Point-per-instance localization data
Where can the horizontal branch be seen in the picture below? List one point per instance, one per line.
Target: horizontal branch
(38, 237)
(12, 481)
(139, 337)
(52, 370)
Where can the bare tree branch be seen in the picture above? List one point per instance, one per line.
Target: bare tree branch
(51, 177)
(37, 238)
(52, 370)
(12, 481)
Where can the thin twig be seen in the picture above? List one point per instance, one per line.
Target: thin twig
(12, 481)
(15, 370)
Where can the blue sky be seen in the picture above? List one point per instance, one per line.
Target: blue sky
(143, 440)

# Exercise
Through the last line of the entries above, beginning at the line containing "Target: horizontal branch", transcribe each line exactly, both ends included and nothing more.

# Written answer
Target: horizontal branch
(38, 237)
(12, 481)
(139, 337)
(52, 370)
Where can the bare tree branch be seen in the picture above? List one point per instance, one per line.
Target: bare tree branch
(51, 177)
(37, 238)
(52, 370)
(12, 481)
Where can the thin twig be seen in the picture above? List one point per instance, one per line.
Target: thin twig
(12, 481)
(15, 370)
Where can the blue sky be seen in the picture above? List one point per instance, one per line.
Target: blue sky
(143, 440)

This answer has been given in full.